-- Start of RECORD EXTRACTS --
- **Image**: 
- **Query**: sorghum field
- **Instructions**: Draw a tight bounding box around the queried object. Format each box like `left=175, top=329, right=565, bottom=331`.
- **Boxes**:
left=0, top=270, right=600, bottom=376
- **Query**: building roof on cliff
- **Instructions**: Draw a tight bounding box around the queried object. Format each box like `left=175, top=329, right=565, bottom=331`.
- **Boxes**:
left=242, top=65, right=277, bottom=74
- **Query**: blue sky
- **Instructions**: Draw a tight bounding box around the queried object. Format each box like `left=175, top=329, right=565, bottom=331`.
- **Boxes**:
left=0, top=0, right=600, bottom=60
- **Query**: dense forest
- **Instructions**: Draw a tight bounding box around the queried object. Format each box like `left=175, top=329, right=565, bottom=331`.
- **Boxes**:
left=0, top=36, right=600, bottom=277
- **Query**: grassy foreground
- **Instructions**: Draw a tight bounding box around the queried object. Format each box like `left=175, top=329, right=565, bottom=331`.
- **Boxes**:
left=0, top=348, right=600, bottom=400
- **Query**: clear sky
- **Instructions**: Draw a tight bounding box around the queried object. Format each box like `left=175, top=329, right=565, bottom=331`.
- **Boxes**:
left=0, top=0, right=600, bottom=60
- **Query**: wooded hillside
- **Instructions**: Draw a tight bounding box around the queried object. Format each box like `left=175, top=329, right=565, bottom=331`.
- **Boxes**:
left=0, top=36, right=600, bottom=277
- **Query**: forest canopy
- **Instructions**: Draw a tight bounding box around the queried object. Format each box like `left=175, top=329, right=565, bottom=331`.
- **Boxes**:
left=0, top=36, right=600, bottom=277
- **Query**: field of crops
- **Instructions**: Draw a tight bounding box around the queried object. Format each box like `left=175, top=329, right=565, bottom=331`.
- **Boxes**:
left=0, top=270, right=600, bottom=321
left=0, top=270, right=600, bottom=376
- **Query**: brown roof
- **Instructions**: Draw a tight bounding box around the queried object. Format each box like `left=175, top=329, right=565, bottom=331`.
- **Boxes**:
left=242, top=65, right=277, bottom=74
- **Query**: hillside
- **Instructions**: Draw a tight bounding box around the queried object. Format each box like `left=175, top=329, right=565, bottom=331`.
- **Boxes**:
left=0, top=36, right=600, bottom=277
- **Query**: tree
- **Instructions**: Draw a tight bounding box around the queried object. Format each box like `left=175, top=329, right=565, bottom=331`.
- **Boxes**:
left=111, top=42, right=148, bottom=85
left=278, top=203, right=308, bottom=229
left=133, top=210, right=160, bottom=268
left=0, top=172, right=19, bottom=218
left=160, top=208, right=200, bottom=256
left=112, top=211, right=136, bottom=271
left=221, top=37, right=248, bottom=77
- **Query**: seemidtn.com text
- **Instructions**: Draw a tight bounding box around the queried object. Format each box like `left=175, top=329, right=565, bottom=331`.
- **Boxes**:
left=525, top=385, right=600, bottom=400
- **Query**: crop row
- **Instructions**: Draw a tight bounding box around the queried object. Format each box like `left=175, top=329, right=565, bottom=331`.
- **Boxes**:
-- End of RECORD EXTRACTS --
> **REQUEST**
Return every row above verbatim, reproducing each line without any change.

> **ANSWER BELOW**
- **Image**: 
- **Query**: sorghum field
- **Instructions**: Draw a tight bounding box around the queried object. Format each box like `left=175, top=329, right=565, bottom=331`.
- **Boxes**:
left=0, top=270, right=600, bottom=376
- **Query**: building roof on cliff
- **Instructions**: Draw a tight bounding box around the queried object. Format each box like `left=175, top=329, right=565, bottom=331`.
- **Boxes**:
left=242, top=65, right=277, bottom=74
- **Query**: blue sky
- **Instructions**: Draw a tight bounding box around the queried object. Format each box like `left=175, top=329, right=565, bottom=331`.
- **Boxes**:
left=0, top=0, right=600, bottom=60
- **Query**: dense forest
- **Instructions**: Draw a tight bounding box around the queried object. Format each box like `left=175, top=329, right=565, bottom=331`.
- **Boxes**:
left=0, top=36, right=600, bottom=277
- **Query**: grassy foreground
- **Instructions**: Draw a tight bounding box around the queried object. Format each box like `left=175, top=329, right=565, bottom=331`.
- **Boxes**:
left=0, top=348, right=600, bottom=400
- **Query**: clear sky
- **Instructions**: Draw a tight bounding box around the queried object. Format each box like `left=175, top=329, right=565, bottom=331`.
- **Boxes**:
left=0, top=0, right=600, bottom=60
- **Query**: wooded hillside
- **Instructions**: Draw a tight bounding box around the queried object. Format each box like `left=175, top=329, right=565, bottom=331`.
- **Boxes**:
left=0, top=36, right=600, bottom=277
- **Query**: forest canopy
- **Instructions**: Draw a tight bounding box around the queried object. Format each box like `left=175, top=329, right=565, bottom=331`.
- **Boxes**:
left=0, top=36, right=600, bottom=277
- **Query**: field of crops
- **Instructions**: Draw a tight bounding box around the queried object. Format each box like `left=175, top=329, right=565, bottom=331`.
- **Boxes**:
left=0, top=270, right=600, bottom=321
left=0, top=270, right=600, bottom=376
- **Query**: brown roof
- **Instructions**: Draw a tight bounding box around the queried object. Format each box like `left=175, top=329, right=565, bottom=331`.
- **Boxes**:
left=242, top=65, right=277, bottom=74
- **Query**: hillside
- **Instructions**: Draw a tight bounding box around the queried object. Format each box like `left=175, top=329, right=565, bottom=331`.
- **Boxes**:
left=0, top=36, right=600, bottom=277
- **Query**: tree
- **Instructions**: Draw a tight bounding box around the queried object. Format each box like `left=175, top=329, right=565, bottom=331`.
- **Boxes**:
left=111, top=42, right=148, bottom=85
left=278, top=203, right=308, bottom=229
left=133, top=210, right=160, bottom=268
left=0, top=172, right=19, bottom=218
left=160, top=208, right=200, bottom=256
left=112, top=211, right=136, bottom=271
left=221, top=37, right=248, bottom=77
- **Query**: seemidtn.com text
- **Instructions**: Draw a tight bounding box around the queried object. Format each box like `left=175, top=329, right=565, bottom=331`.
- **Boxes**:
left=525, top=385, right=600, bottom=400
- **Query**: crop row
- **Instructions**: Draw a tight bounding box around the queried object. Format each box like `left=175, top=329, right=565, bottom=331`.
- **Boxes**:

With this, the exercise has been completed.